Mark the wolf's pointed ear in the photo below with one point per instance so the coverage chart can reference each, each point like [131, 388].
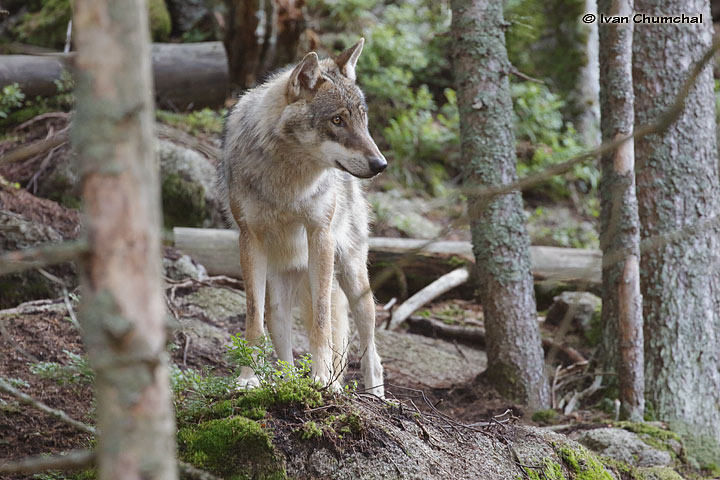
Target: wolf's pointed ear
[347, 60]
[305, 77]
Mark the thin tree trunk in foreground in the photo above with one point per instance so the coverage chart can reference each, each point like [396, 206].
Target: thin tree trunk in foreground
[678, 186]
[500, 240]
[122, 312]
[619, 233]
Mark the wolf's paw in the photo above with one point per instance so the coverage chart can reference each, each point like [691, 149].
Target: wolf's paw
[247, 379]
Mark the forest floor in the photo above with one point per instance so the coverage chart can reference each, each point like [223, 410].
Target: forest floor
[41, 348]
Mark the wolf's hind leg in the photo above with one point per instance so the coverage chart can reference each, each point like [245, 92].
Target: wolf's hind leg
[340, 310]
[253, 261]
[281, 291]
[356, 285]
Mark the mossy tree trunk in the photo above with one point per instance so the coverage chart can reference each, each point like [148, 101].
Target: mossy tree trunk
[122, 311]
[261, 35]
[500, 239]
[619, 224]
[678, 187]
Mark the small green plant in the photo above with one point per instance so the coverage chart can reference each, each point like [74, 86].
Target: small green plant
[11, 98]
[77, 370]
[205, 121]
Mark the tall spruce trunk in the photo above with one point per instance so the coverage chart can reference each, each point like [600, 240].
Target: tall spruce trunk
[122, 311]
[500, 239]
[677, 187]
[619, 224]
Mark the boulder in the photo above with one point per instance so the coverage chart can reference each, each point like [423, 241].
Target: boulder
[624, 446]
[582, 305]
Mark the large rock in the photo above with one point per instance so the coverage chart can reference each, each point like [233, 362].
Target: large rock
[624, 446]
[188, 187]
[403, 214]
[583, 306]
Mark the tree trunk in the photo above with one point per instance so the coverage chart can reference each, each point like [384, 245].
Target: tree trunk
[185, 75]
[587, 91]
[619, 229]
[500, 240]
[241, 41]
[678, 186]
[261, 36]
[122, 312]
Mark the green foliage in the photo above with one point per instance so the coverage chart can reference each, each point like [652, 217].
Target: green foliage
[77, 370]
[543, 40]
[205, 121]
[11, 98]
[545, 417]
[159, 19]
[16, 108]
[583, 464]
[235, 447]
[45, 26]
[539, 121]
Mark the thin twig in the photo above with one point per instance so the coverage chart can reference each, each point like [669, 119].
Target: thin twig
[37, 404]
[73, 460]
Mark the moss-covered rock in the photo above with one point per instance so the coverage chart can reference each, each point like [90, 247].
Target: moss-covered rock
[235, 448]
[47, 26]
[159, 18]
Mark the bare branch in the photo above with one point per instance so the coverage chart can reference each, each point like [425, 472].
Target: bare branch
[6, 387]
[36, 148]
[443, 284]
[73, 460]
[42, 256]
[660, 125]
[195, 473]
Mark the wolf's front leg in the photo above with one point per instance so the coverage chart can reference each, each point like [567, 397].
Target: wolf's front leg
[356, 284]
[321, 259]
[253, 261]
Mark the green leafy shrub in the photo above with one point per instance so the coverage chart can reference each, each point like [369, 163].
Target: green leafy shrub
[77, 370]
[205, 121]
[11, 98]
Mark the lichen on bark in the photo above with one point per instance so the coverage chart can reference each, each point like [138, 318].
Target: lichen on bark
[500, 239]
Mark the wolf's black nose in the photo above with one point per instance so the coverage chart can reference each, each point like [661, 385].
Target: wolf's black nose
[377, 164]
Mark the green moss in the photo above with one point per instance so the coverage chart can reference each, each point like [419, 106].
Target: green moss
[655, 437]
[234, 447]
[159, 18]
[310, 430]
[583, 464]
[47, 26]
[657, 473]
[546, 417]
[183, 202]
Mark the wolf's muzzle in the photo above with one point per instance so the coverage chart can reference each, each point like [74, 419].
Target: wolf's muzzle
[377, 164]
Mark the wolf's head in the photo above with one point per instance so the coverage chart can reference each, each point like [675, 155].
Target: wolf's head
[327, 114]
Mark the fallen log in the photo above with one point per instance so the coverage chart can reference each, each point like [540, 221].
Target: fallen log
[475, 336]
[440, 286]
[185, 75]
[218, 251]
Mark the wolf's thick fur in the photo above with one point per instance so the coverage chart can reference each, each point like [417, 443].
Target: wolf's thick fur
[293, 150]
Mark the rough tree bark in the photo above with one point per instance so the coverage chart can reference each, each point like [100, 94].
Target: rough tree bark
[619, 228]
[678, 186]
[500, 239]
[261, 35]
[587, 91]
[122, 311]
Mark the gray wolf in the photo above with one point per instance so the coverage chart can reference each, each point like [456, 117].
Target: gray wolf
[294, 150]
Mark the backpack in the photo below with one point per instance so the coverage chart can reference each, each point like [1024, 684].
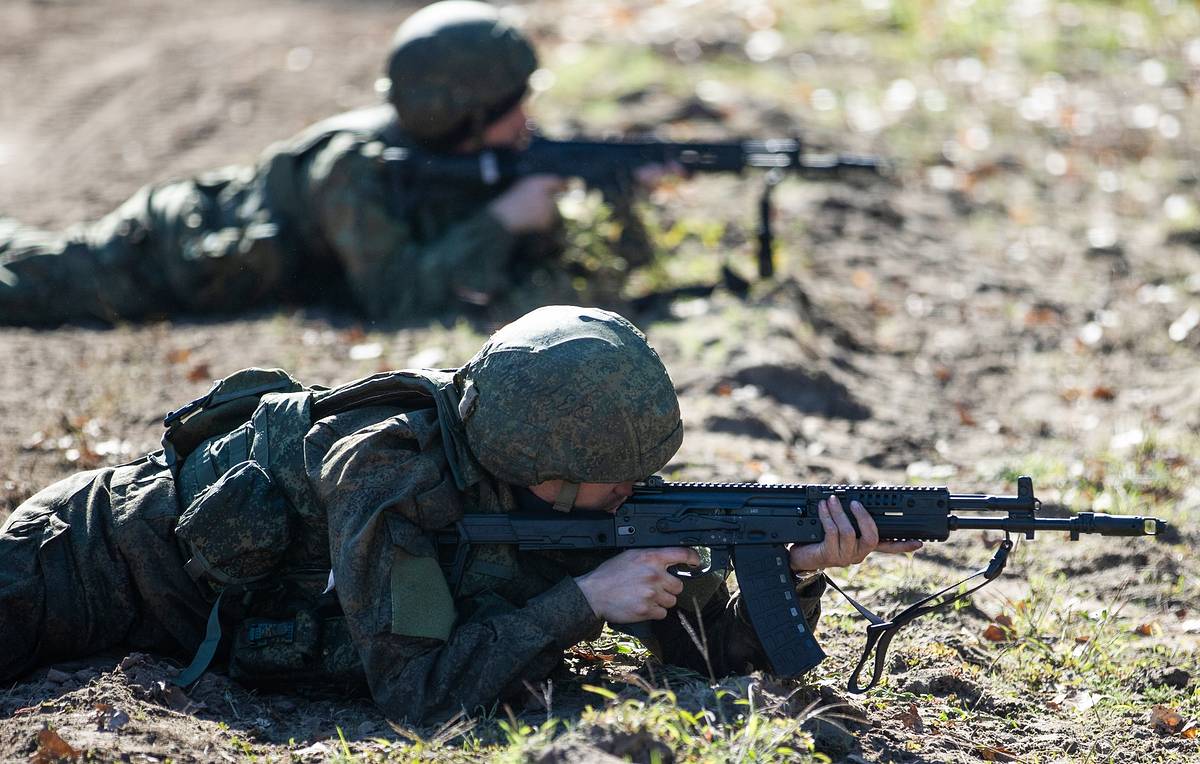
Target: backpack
[252, 529]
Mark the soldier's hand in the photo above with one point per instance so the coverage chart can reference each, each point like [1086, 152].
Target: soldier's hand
[529, 204]
[635, 585]
[651, 175]
[841, 546]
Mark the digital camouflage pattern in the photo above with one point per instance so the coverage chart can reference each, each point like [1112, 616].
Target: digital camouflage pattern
[570, 393]
[318, 210]
[454, 67]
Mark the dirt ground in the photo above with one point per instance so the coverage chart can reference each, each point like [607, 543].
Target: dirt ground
[1008, 320]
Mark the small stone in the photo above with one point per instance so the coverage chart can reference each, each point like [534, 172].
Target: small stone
[1170, 677]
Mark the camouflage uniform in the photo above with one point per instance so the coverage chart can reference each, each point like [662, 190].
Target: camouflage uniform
[107, 559]
[317, 210]
[321, 212]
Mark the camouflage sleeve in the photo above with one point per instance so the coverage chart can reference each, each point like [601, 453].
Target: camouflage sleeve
[391, 272]
[424, 663]
[725, 630]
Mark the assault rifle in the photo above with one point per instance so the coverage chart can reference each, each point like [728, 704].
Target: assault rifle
[747, 525]
[609, 166]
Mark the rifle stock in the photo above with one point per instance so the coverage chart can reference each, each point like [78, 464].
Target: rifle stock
[748, 528]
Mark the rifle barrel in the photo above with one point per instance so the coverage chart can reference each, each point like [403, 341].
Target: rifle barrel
[1081, 523]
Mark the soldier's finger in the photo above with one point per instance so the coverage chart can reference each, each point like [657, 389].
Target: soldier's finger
[898, 547]
[827, 523]
[849, 540]
[676, 555]
[673, 584]
[869, 535]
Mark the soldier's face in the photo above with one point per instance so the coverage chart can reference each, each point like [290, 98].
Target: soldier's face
[594, 497]
[603, 497]
[510, 131]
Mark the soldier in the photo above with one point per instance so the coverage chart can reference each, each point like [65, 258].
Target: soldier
[301, 525]
[322, 209]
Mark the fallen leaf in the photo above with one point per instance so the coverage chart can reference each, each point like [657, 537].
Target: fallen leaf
[199, 373]
[995, 753]
[1165, 719]
[1103, 393]
[51, 747]
[178, 355]
[1086, 699]
[911, 719]
[173, 696]
[1042, 317]
[862, 280]
[109, 717]
[366, 350]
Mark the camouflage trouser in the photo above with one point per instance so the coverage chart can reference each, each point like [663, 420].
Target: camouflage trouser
[91, 563]
[198, 245]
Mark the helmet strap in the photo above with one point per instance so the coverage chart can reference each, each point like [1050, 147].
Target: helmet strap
[565, 498]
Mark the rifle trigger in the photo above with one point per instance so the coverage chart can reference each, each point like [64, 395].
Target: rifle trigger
[489, 168]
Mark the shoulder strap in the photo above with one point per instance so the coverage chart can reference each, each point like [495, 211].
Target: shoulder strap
[435, 387]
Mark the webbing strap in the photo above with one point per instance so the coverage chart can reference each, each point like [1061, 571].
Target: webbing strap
[565, 498]
[207, 651]
[881, 631]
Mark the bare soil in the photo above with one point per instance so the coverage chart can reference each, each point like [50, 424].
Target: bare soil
[916, 334]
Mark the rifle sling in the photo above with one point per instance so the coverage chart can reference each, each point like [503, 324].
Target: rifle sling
[880, 631]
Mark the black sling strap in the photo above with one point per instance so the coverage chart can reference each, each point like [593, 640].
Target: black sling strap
[881, 631]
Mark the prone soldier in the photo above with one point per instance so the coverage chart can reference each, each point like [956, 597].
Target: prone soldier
[293, 533]
[323, 209]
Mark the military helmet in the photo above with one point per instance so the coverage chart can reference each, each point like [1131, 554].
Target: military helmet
[455, 67]
[569, 393]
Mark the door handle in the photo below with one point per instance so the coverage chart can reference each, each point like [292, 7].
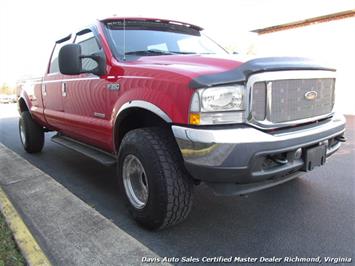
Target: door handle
[64, 89]
[44, 89]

■ **PROBLEM TO SOLVE**: Taking the material above, extract exactly and only the lines from the line with "Mark the camouflage sleeve" to the line with "Mark the soldier's finger", inclusive of both.

■ **TASK ANSWER**:
Mark the camouflage sleeve in the photo above with one point per instance so the coverage chart can reference each, each point like [601, 453].
Target: camouflage sleeve
[391, 272]
[424, 663]
[725, 630]
Mark the assault rifle in the photo above with one point per instance so the coverage chart can reference each, each point like [728, 704].
Target: assault rifle
[747, 525]
[609, 166]
Mark the rifle stock in the photo above with one point per instance so the coverage chart can reference each, each point like [78, 464].
Target: rifle stock
[748, 528]
Mark the rifle barrel in the photo above with one point per instance so the coverage chart can reference each, each point like [403, 341].
Target: rifle barrel
[1081, 523]
Mark the soldier's finger in the photo above with one point per instance so the coverage chart can reference each, each point like [657, 389].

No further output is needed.